Brief: Please copy out every line of the entries below word for word, leaving out the pictures.
-- -- --
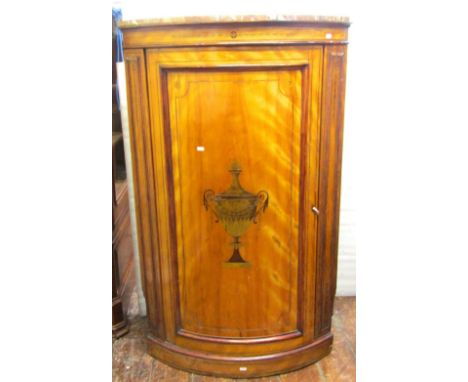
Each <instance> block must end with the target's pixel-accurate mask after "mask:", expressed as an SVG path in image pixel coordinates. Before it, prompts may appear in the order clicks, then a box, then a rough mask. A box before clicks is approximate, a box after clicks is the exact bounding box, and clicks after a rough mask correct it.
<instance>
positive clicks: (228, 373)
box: [148, 333, 333, 378]
mask: <svg viewBox="0 0 468 382" xmlns="http://www.w3.org/2000/svg"><path fill="white" fill-rule="evenodd" d="M332 342H333V335H332V334H331V333H328V334H326V335H324V336H322V337H319V338H317V339H316V340H315V341H314V342H312V343H310V344H308V345H306V346H302V347H299V348H296V349H292V350H288V351H285V352H281V353H274V354H267V355H259V356H248V357H238V356H235V357H233V356H222V355H215V354H210V353H204V352H198V351H194V350H188V349H184V348H181V347H179V346H177V345H174V344H171V343H169V342H165V341H161V340H160V339H158V338H155V337H153V336H151V335H150V336H149V337H148V352H149V354H151V355H152V356H153V357H155V358H157V359H159V360H160V361H162V362H164V363H166V364H168V365H170V366H172V367H175V368H177V369H182V370H185V371H189V372H193V373H197V374H205V375H211V376H216V377H228V378H251V377H264V376H268V375H274V374H281V373H287V372H290V371H293V370H296V369H300V368H302V367H305V366H307V365H310V364H311V363H314V362H317V361H318V360H320V359H321V358H323V357H325V356H326V355H328V354H330V351H331V345H332Z"/></svg>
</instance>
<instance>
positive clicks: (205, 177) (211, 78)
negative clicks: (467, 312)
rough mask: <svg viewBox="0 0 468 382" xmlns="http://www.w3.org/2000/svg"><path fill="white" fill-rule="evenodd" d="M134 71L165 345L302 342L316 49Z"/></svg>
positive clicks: (215, 60)
mask: <svg viewBox="0 0 468 382" xmlns="http://www.w3.org/2000/svg"><path fill="white" fill-rule="evenodd" d="M146 59H147V80H148V94H149V104H150V122H151V143H152V165H153V166H154V168H153V170H154V174H155V182H154V187H155V189H156V193H155V195H156V196H155V197H156V210H157V224H158V225H157V230H158V239H159V252H158V255H157V256H158V261H157V263H158V264H159V266H160V271H161V280H162V285H163V289H162V300H163V304H164V313H163V314H164V328H165V337H166V338H167V339H168V340H171V341H175V342H176V343H178V344H180V345H183V346H188V347H190V346H192V347H196V348H204V349H206V350H210V349H211V348H213V349H214V347H215V346H217V347H216V349H217V351H218V352H219V351H223V350H222V349H221V350H220V348H219V345H220V344H224V345H225V347H224V348H225V350H226V351H227V352H230V353H233V352H236V351H237V350H236V349H241V348H240V347H236V346H234V345H233V344H242V343H245V344H252V345H254V346H259V347H260V348H261V346H263V345H266V344H268V343H270V344H271V343H277V342H282V343H283V344H284V346H286V347H288V346H291V347H292V346H293V345H294V346H297V344H299V343H303V342H305V341H310V339H311V338H312V337H313V328H314V313H313V312H314V299H315V296H314V293H315V292H314V290H315V287H314V286H315V276H314V275H315V263H316V259H315V256H316V254H315V249H316V223H317V222H316V217H315V215H314V214H313V213H311V207H312V206H314V205H315V204H316V198H317V192H318V175H319V174H318V140H319V129H318V126H319V106H320V88H321V85H320V80H321V70H322V48H321V47H312V48H307V49H306V48H297V47H288V48H286V47H285V48H281V49H274V50H273V49H271V48H266V47H261V48H257V49H253V48H248V49H247V48H235V49H229V50H228V49H225V50H224V49H222V48H221V49H220V48H217V49H214V48H204V49H197V50H193V49H192V50H189V49H177V50H176V49H174V50H171V49H161V50H158V49H154V50H148V51H147V57H146ZM155 256H156V255H155ZM262 344H263V345H262ZM265 349H266V348H265ZM270 350H271V348H270ZM239 351H241V350H239ZM260 351H261V350H260ZM265 351H266V350H265Z"/></svg>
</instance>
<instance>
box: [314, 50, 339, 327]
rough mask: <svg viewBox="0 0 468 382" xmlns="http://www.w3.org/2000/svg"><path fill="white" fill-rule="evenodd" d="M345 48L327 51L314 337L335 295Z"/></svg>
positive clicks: (324, 77) (321, 135)
mask: <svg viewBox="0 0 468 382" xmlns="http://www.w3.org/2000/svg"><path fill="white" fill-rule="evenodd" d="M345 71H346V46H345V45H337V46H326V47H325V49H324V73H323V98H322V112H321V115H322V123H321V142H320V181H319V182H320V184H319V211H320V212H319V229H318V245H317V275H316V276H317V279H316V305H315V315H316V321H315V335H316V336H319V335H322V334H324V333H327V332H329V331H330V328H331V317H332V314H333V301H334V297H335V291H336V267H337V254H338V226H339V215H340V181H341V154H342V139H343V117H344V94H345Z"/></svg>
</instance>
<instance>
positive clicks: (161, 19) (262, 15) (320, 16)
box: [118, 15, 350, 29]
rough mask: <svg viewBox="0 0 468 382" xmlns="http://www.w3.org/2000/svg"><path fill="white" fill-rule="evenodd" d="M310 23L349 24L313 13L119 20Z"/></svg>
mask: <svg viewBox="0 0 468 382" xmlns="http://www.w3.org/2000/svg"><path fill="white" fill-rule="evenodd" d="M262 22H271V23H283V22H284V23H298V24H300V23H310V24H339V25H342V26H343V27H348V26H349V25H350V20H349V17H346V16H313V15H275V16H271V15H270V16H267V15H255V16H247V15H244V16H186V17H170V18H153V19H140V20H124V21H121V22H119V24H118V26H119V28H121V29H129V28H139V27H151V26H155V27H157V26H172V25H202V24H230V23H246V24H248V23H262Z"/></svg>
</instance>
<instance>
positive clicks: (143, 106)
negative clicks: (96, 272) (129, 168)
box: [124, 49, 164, 336]
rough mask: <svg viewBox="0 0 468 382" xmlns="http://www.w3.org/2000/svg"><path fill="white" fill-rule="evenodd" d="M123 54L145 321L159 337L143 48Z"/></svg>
mask: <svg viewBox="0 0 468 382" xmlns="http://www.w3.org/2000/svg"><path fill="white" fill-rule="evenodd" d="M124 56H125V70H126V81H127V97H128V115H129V127H130V143H131V154H132V166H133V174H134V175H133V177H134V188H135V206H136V215H137V231H138V246H139V252H140V254H141V267H142V271H143V272H142V274H143V288H144V291H145V297H146V301H147V312H148V318H149V321H150V323H151V325H152V326H153V329H154V330H155V331H156V333H157V334H158V335H159V336H163V333H164V328H163V322H162V319H161V312H162V307H161V296H160V290H161V288H160V277H159V250H158V241H157V227H156V226H155V225H156V217H155V212H156V206H155V198H154V186H153V184H154V183H153V182H154V176H153V171H152V166H151V163H152V147H151V139H150V137H151V134H150V133H151V132H150V122H149V109H148V96H147V83H146V70H145V55H144V51H143V49H126V50H125V52H124Z"/></svg>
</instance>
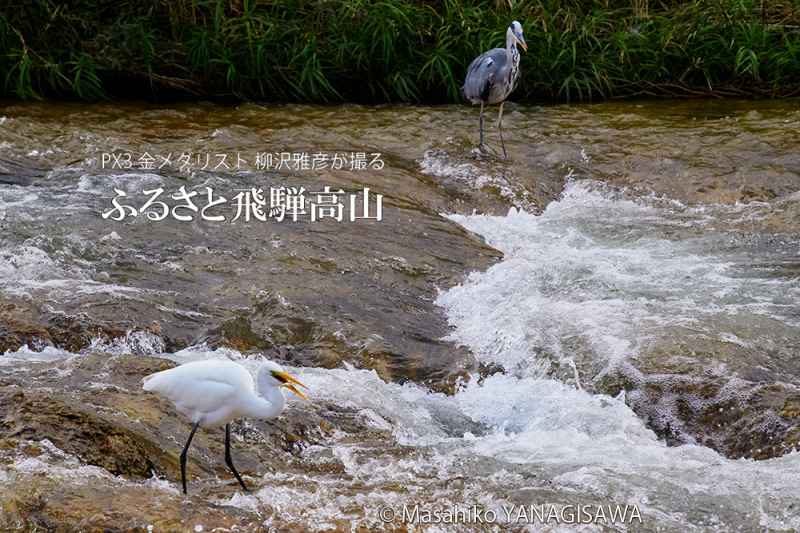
-- -- --
Exercise output:
Each <instance> block must end with the target's pixel-accurate mask after "mask:", expressed as an SVG path in image pixel coordinates. Before it, prompts may appear in the order clicks, then a box, then a rough mask. A box before clicks is approximate, a box after clicks is the exact bounding box, and clicks after a rough mask correct it.
<instance>
positive clicks: (228, 373)
box: [148, 333, 333, 378]
mask: <svg viewBox="0 0 468 382" xmlns="http://www.w3.org/2000/svg"><path fill="white" fill-rule="evenodd" d="M332 342H333V335H332V334H331V333H328V334H326V335H324V336H322V337H319V338H317V339H316V340H315V341H314V342H312V343H310V344H308V345H306V346H302V347H299V348H296V349H292V350H288V351H285V352H281V353H274V354H267V355H259V356H248V357H238V356H235V357H233V356H222V355H215V354H210V353H204V352H198V351H194V350H188V349H184V348H181V347H179V346H177V345H174V344H171V343H169V342H165V341H161V340H160V339H158V338H155V337H153V336H151V335H150V336H149V337H148V352H149V354H151V355H152V356H153V357H155V358H157V359H159V360H160V361H162V362H164V363H166V364H168V365H170V366H172V367H175V368H177V369H182V370H185V371H189V372H193V373H197V374H205V375H211V376H216V377H228V378H251V377H264V376H268V375H274V374H281V373H287V372H290V371H293V370H296V369H300V368H302V367H305V366H307V365H310V364H311V363H314V362H317V361H318V360H320V359H321V358H323V357H325V356H326V355H328V354H330V351H331V345H332Z"/></svg>
</instance>
<instance>
positive clicks: (205, 177) (211, 78)
negative clicks: (467, 312)
rough mask: <svg viewBox="0 0 468 382" xmlns="http://www.w3.org/2000/svg"><path fill="white" fill-rule="evenodd" d="M134 71L165 345L302 342L316 49Z"/></svg>
positive clicks: (215, 60)
mask: <svg viewBox="0 0 468 382" xmlns="http://www.w3.org/2000/svg"><path fill="white" fill-rule="evenodd" d="M146 59H147V80H148V94H149V104H150V122H151V143H152V165H153V166H154V168H153V170H154V174H155V182H154V187H155V189H156V193H155V195H156V196H155V197H156V210H157V224H158V225H157V230H158V239H159V252H158V255H157V256H158V261H157V263H158V264H159V266H160V271H161V280H162V285H163V289H162V300H163V304H164V313H163V314H164V328H165V337H166V338H167V339H168V340H171V341H175V342H176V343H178V344H180V345H183V346H188V347H190V346H192V347H196V348H204V349H206V350H210V349H211V348H213V349H214V347H215V346H217V347H216V349H217V351H218V352H219V351H223V350H222V349H221V350H220V348H219V345H220V344H224V345H225V347H224V348H225V350H226V351H227V352H230V353H233V352H236V351H237V350H236V349H241V348H240V347H236V346H234V345H233V344H242V343H245V344H252V345H254V346H259V347H260V348H261V346H263V345H266V344H268V343H270V344H271V343H277V342H282V343H283V344H284V346H286V347H288V346H291V347H292V346H293V345H294V346H297V344H299V343H303V342H305V341H310V339H311V338H312V337H313V328H314V313H313V312H314V299H315V296H314V293H315V292H314V290H315V287H314V286H315V276H314V275H315V263H316V259H315V256H316V254H315V249H316V223H317V222H316V217H315V215H314V214H313V213H311V207H312V206H314V205H315V204H316V198H317V192H318V175H319V174H318V140H319V129H318V126H319V106H320V88H321V85H320V80H321V70H322V48H321V47H312V48H307V49H306V48H297V47H288V48H286V47H285V48H281V49H274V50H273V49H271V48H266V47H261V48H257V49H253V48H248V49H247V48H235V49H229V50H228V49H225V50H224V49H222V48H221V49H220V48H217V49H214V48H204V49H197V50H193V49H192V50H189V49H177V50H176V49H174V50H171V49H161V50H158V49H154V50H148V51H147V57H146ZM155 256H156V255H155ZM262 344H263V345H262ZM265 349H266V348H265ZM270 350H271V348H270ZM239 351H241V350H239ZM260 351H261V350H260ZM265 351H266V350H265Z"/></svg>
</instance>
<instance>
box: [314, 50, 339, 327]
rough mask: <svg viewBox="0 0 468 382" xmlns="http://www.w3.org/2000/svg"><path fill="white" fill-rule="evenodd" d="M345 48L327 51L314 337L335 295Z"/></svg>
positive clicks: (324, 77) (321, 135)
mask: <svg viewBox="0 0 468 382" xmlns="http://www.w3.org/2000/svg"><path fill="white" fill-rule="evenodd" d="M345 71H346V46H345V45H337V46H326V47H325V49H324V73H323V98H322V112H321V115H322V123H321V142H320V181H319V182H320V184H319V211H320V212H319V229H318V245H317V275H316V276H317V279H316V305H315V315H316V321H315V335H316V336H319V335H322V334H324V333H327V332H329V331H330V328H331V317H332V314H333V301H334V297H335V291H336V267H337V254H338V226H339V215H340V181H341V154H342V139H343V117H344V94H345Z"/></svg>
</instance>
<instance>
positive clicks: (161, 19) (262, 15) (320, 16)
box: [118, 15, 350, 29]
rough mask: <svg viewBox="0 0 468 382" xmlns="http://www.w3.org/2000/svg"><path fill="white" fill-rule="evenodd" d="M310 23L349 24L313 13L119 20Z"/></svg>
mask: <svg viewBox="0 0 468 382" xmlns="http://www.w3.org/2000/svg"><path fill="white" fill-rule="evenodd" d="M262 22H271V23H283V22H284V23H298V24H300V23H310V24H339V25H342V26H343V27H348V26H349V25H350V20H349V17H346V16H313V15H275V16H271V15H270V16H267V15H255V16H247V15H244V16H186V17H170V18H153V19H140V20H124V21H121V22H119V24H118V26H119V28H121V29H129V28H139V27H151V26H155V27H157V26H172V25H202V24H230V23H246V24H248V23H262Z"/></svg>
</instance>
<instance>
positive clicks: (143, 106)
negative clicks: (96, 272) (129, 168)
box: [124, 49, 164, 336]
rough mask: <svg viewBox="0 0 468 382" xmlns="http://www.w3.org/2000/svg"><path fill="white" fill-rule="evenodd" d="M123 54L145 321L159 337L143 48Z"/></svg>
mask: <svg viewBox="0 0 468 382" xmlns="http://www.w3.org/2000/svg"><path fill="white" fill-rule="evenodd" d="M124 56H125V70H126V81H127V97H128V115H129V127H130V143H131V154H132V166H133V174H134V175H133V177H134V188H135V206H136V215H137V231H138V246H139V252H140V254H141V267H142V271H143V272H142V274H143V288H144V291H145V297H146V301H147V312H148V318H149V321H150V323H151V325H152V326H153V329H154V330H155V331H156V333H157V334H158V335H159V336H163V333H164V328H163V322H162V319H161V312H162V307H161V296H160V290H161V288H160V277H159V250H158V241H157V227H156V226H155V225H156V217H155V212H156V206H155V198H154V186H153V184H154V183H153V182H154V176H153V171H152V166H151V163H152V147H151V139H150V137H151V134H150V133H151V132H150V122H149V109H148V96H147V83H146V70H145V55H144V51H143V49H126V50H125V52H124Z"/></svg>
</instance>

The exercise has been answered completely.